What to work on
This exercise calls for printing every record exactly once more.

Extracted information
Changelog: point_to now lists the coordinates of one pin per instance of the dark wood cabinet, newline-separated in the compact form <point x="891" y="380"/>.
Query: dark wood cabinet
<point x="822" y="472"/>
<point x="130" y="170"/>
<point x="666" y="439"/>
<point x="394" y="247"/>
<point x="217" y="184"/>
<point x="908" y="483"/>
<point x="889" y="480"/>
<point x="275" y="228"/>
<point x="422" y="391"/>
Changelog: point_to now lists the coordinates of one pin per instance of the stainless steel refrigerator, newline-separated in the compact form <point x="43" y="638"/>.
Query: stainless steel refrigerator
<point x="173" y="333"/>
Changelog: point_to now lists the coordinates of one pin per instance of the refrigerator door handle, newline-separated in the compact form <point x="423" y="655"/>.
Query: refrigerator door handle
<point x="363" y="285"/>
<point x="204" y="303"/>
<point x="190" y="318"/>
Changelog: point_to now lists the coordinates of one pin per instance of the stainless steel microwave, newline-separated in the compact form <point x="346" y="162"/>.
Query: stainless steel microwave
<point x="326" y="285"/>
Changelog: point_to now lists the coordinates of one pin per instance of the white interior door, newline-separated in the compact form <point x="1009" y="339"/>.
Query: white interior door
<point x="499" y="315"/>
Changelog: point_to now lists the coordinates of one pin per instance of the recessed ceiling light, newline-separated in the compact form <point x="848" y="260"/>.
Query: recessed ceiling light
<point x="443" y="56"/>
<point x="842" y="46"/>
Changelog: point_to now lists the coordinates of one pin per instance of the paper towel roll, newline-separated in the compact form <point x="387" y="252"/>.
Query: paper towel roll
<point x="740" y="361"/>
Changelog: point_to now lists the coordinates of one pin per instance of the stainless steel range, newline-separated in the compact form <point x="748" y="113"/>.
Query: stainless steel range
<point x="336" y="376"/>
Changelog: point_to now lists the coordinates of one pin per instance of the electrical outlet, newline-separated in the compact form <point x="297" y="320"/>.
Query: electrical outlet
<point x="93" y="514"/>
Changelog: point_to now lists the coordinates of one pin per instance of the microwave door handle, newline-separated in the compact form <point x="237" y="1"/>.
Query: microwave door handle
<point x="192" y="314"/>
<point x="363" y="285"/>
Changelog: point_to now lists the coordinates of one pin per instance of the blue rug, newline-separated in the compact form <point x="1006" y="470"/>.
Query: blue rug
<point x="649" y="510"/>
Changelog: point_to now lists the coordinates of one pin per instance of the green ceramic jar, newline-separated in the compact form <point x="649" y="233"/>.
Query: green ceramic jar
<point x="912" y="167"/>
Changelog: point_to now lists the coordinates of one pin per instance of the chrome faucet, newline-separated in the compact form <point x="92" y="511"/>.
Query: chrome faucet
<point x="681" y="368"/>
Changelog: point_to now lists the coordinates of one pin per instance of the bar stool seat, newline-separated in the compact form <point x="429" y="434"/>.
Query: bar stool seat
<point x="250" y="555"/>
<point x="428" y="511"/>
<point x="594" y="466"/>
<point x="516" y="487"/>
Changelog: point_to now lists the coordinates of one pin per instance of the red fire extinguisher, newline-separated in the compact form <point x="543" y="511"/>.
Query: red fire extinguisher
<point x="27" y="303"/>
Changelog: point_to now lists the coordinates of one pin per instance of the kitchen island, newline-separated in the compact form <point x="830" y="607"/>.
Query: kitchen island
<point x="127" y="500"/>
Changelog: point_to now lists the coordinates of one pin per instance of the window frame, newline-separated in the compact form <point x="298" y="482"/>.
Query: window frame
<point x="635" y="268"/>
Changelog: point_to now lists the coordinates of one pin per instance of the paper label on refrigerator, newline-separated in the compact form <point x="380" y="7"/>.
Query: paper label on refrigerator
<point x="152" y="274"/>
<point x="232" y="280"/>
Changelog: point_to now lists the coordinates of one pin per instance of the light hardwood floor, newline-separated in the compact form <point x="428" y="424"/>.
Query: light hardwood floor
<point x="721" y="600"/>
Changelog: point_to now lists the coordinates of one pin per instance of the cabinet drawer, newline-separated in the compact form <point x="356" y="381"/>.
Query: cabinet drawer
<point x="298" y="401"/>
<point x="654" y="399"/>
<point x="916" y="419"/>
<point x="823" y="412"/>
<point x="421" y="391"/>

Result for this task
Changelog: point_to now lists the coordinates of one pin per instance of the dark wood cabinet, newline-separated in the compact form <point x="891" y="380"/>.
Query: dark wood cabinet
<point x="822" y="472"/>
<point x="130" y="170"/>
<point x="666" y="439"/>
<point x="394" y="247"/>
<point x="217" y="184"/>
<point x="908" y="483"/>
<point x="889" y="480"/>
<point x="275" y="228"/>
<point x="422" y="391"/>
Changelog: point_to now lists the coordinates of one pin per instance of the stainless steel refrigerator, newline-separated in the compact form <point x="43" y="638"/>.
Query: stainless steel refrigerator
<point x="173" y="333"/>
Changelog: point_to now lists the coordinates of one pin per instance of the refrigerator door handle, newline-separated in the compact form <point x="423" y="655"/>.
Query: refrigerator door handle
<point x="363" y="285"/>
<point x="204" y="303"/>
<point x="190" y="318"/>
Changelog: point_to now lists the coordinates of one pin per instance of the stainless steel microwave, newline-separated in the compact form <point x="346" y="162"/>.
Query: stainless steel microwave
<point x="326" y="285"/>
Changelog: point_to now lists the coordinates of one pin per instance of the white interior door, newline-separated in the compact form <point x="1009" y="339"/>.
Query: white interior door
<point x="499" y="315"/>
Changelog: point_to now lists the coordinates of one pin per instance of the recessed ceiling light, newline-separated in the compact form <point x="848" y="260"/>.
Query: recessed ceiling light
<point x="443" y="56"/>
<point x="842" y="46"/>
Changelog: point_to now lists the coordinates of one pin per instance of the paper towel roll, newline-separated in the compact form <point x="387" y="252"/>.
Query: paper towel roll
<point x="740" y="361"/>
Changelog: point_to now lists the coordinates of one pin per instance of the stainless steel range, newline-separated in the compact form <point x="748" y="113"/>.
Query: stainless steel range
<point x="336" y="376"/>
Changelog: point_to now lists the coordinates of one pin per instance of the electrical outlet, newline-separated in the compact form <point x="297" y="320"/>.
Query: electrical outlet
<point x="93" y="514"/>
Changelog: point_to now lists the coordinates of one pin per instance of the microwave door handle, newline-separated in the compact form <point x="237" y="1"/>.
Query: microwave door handle
<point x="192" y="314"/>
<point x="363" y="285"/>
Changelog: point_to now lists the coordinates of one pin per instance of the blue rug, newline-separated in the compact form <point x="1006" y="470"/>.
Query: blue rug
<point x="649" y="510"/>
Changelog: point_to now lists the coordinates of one pin per instance of the green ceramic jar, newline-separated in the compact form <point x="649" y="233"/>.
Query: green ceramic jar
<point x="912" y="167"/>
Changelog: point_to now lists the coordinates of one pin per instance of the chrome faucet, newline-separated in the compact form <point x="92" y="511"/>.
Query: chrome faucet
<point x="681" y="368"/>
Changelog: point_to now lists the coordinates of one pin per instance of the bar stool seat, newline-separated in the compact form <point x="429" y="434"/>.
Query: bar stool seat
<point x="250" y="555"/>
<point x="428" y="511"/>
<point x="594" y="466"/>
<point x="516" y="487"/>
Changelog: point_to now lists the coordinates of one pin per instance of the red fire extinguisher, newline-separated in the compact form <point x="543" y="511"/>.
Query: red fire extinguisher
<point x="27" y="303"/>
Changelog: point_to now lists the coordinates of one pin per instance of the kitchen island, newline-separated in the compact form <point x="830" y="607"/>.
Query: kitchen island
<point x="127" y="500"/>
Changelog: point_to now lists the coordinates of one pin per instance of the window frame, newline-separated in the compact form <point x="298" y="482"/>.
Query: window frame
<point x="635" y="268"/>
Changelog: point_to now lists the coordinates of one pin per instance of the paper label on refrigerator, newline-separated in the compact form <point x="380" y="7"/>.
Query: paper label on refrigerator
<point x="152" y="274"/>
<point x="232" y="280"/>
Changelog: point_to now lists the coordinates of one pin per instance of the light hardwood floor, newline-separated in the compact form <point x="428" y="424"/>.
Query: light hardwood floor
<point x="721" y="600"/>
Changelog: point_to now lists the coordinates of one pin per instance of the cabinet drawer, newline-separated in the compact form <point x="356" y="381"/>.
Query: cabinet drawer
<point x="298" y="401"/>
<point x="654" y="399"/>
<point x="916" y="419"/>
<point x="823" y="412"/>
<point x="421" y="391"/>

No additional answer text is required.